• _Instructions_
**a)** Reproduce the part of the architecture excerpt starting with "The event-driven complexity" and going on through "contracts are explicit.".
**b)** According to the architecture excerpt, what do scaled systems need for debugging in place of console logs?
**c)** Write what comes next in the architecture excerpt, picking up after its final sentence.

Excerpt: Begin

As you move beyond POC and MVP builds, you need to become more human-oriented. The goal shifts toward using models and agents for their superpower: summary and inference. They feed information to humans who then execute, make decisions, and handle design and engineering functions.

We tend to focus on new builds and new component builds rather than inserting ourselves into existing monoliths. That’s a preference based on where this architecture shines, not a hard limitation.

For debugging event-driven systems, you need solid logging and observability. When something breaks in the choreography layer - a subscriber isn’t processing events correctly, or events aren’t firing when expected - you trace events from emission through subscribers using structured logging. Console logs work for MVPs. Scaled systems need proper observability tooling.

The event-driven complexity is real. You’re trading synchronous simplicity for asynchronous flexibility. The trade-off makes sense when the benefits (team composition, IP protection, development speed) outweigh the debugging overhead. For simple CRUD apps with no business logic, this architecture is overkill.

What’s Next: The LLM Development Pipeline

This architecture underpins the LLM-supported app development pipeline we’re building.

Because our orchestration layer for data services and APIs pairs tightly with data model definition, we can enable agents to handle large setup steps in a safe, tightly controlled scope. This results in less potential for error because the boundaries are clear and the contracts are explicit.

We know where the more IP-intensive areas of applications are likely to be, and we point human engineering resources there. The commodity data plumbing gets automated or delegated. The strategic business logic gets human attention and expertise.

This isn’t about replacing developers. It’s about being surgical with where expensive senior developer time goes. Building systems that make that possible requires thinking about architecture differently - not as “what pattern should I use” but as “how do I separate concerns so I can staff this project intelligently.”

The Honest Bit: Not a Silver Bullet

The Firebase constraint is real. At some point, clients will outgrow it. Migration to a more flexible infrastructure setup would require work, though the architectural pattern itself is portable. The choreography layer code - where the business logic lives - should transfer with minimal changes. The orchestration layer might need rewrites depending on the target infrastructure.

Excerpt: End
Record extracts: Begin

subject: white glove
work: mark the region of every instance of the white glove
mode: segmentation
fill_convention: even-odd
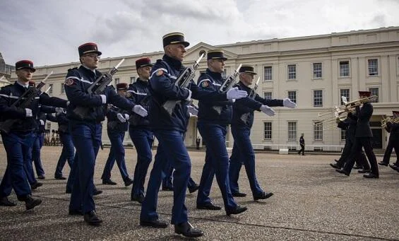
[[[273,110],[272,108],[269,107],[267,105],[261,106],[261,111],[262,112],[266,114],[269,117],[273,117],[274,115],[274,113],[275,113],[274,110]]]
[[[248,93],[245,90],[239,90],[238,87],[232,88],[227,91],[227,99],[241,99],[246,97]]]
[[[297,104],[291,101],[290,98],[282,99],[282,105],[288,108],[296,108]]]
[[[133,112],[142,117],[145,117],[147,114],[148,114],[147,110],[143,108],[143,107],[140,105],[136,105],[134,107],[133,107]]]
[[[62,113],[64,111],[64,108],[62,107],[55,107],[55,112],[57,113]]]
[[[189,97],[187,97],[186,98],[186,100],[190,101],[190,100],[191,100],[191,93],[192,93],[192,92],[191,92],[191,90],[189,90],[188,88],[185,88],[185,89],[189,90]]]
[[[198,114],[198,110],[193,106],[187,105],[187,110],[189,110],[189,113],[191,114],[192,115]]]
[[[101,98],[102,99],[102,104],[107,104],[107,95],[100,95]]]
[[[124,116],[121,113],[117,114],[117,117],[118,118],[119,122],[122,123],[125,123],[126,122],[126,119],[125,119],[125,117],[124,117]]]
[[[25,108],[25,112],[26,112],[26,117],[32,117],[32,110]]]

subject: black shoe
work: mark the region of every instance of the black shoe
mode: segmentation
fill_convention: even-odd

Record extracts: End

• _Per-task answers_
**a)**
The event-driven complexity is real. You’re trading synchronous simplicity for asynchronous flexibility. The trade-off makes sense when the benefits (team composition, IP protection, development speed) outweigh the debugging overhead. For simple CRUD apps with no business logic, this architecture is overkill.

What’s Next: The LLM Development Pipeline

This architecture underpins the LLM-supported app development pipeline we’re building.

Because our orchestration layer for data services and APIs pairs tightly with data model definition, we can enable agents to handle large setup steps in a safe, tightly controlled scope. This results in less potential for error because the boundaries are clear and the contracts are explicit.

**b)** Proper observability tooling.

**c)**
We’re still learning the optimal transition point from our minimal event bus utility to a more robust system. That’s a conversation for the client’s permanent tech team when they take over. We build foundations that work and can evolve, not perfect final architectures.

The debugging complexity of event-driven systems is real and ongoing. We manage it, but it’s not free. Teams need discipline around logging, observability, and event schema management.

Why This Matters for CTOs and Technical Decision-Makers

If you’re trying to figure out how to safely adopt LLM-assisted development without exposing IP or creating unmaintainable codebases, architecture matters more than tooling.

If you’re trying to scale development capacity without linearly scaling senior developer headcount, team composition strategies matter more than hiring plans.

If you’re trying to get MVPs to market in weeks rather than quarters whilst still protecting competitive advantage, knowing what to automate and what to hand-build matters more than development velocity alone.

This architecture isn’t the only way to solve these problems. But it’s a way that’s worked across multiple projects for five years, that’s been taught by architects with four decades of experience, and that’s adapting well to the realities of LLM-assisted development.

The industry will keep arguing about orchestration versus choreography as competing patterns. We’ll keep using both, because the problems we’re solving require both, and the trade-offs make sense for the contexts we work in.

That’s not fence-sitting. That’s choosing tools based on the job, not the blog post you read last week.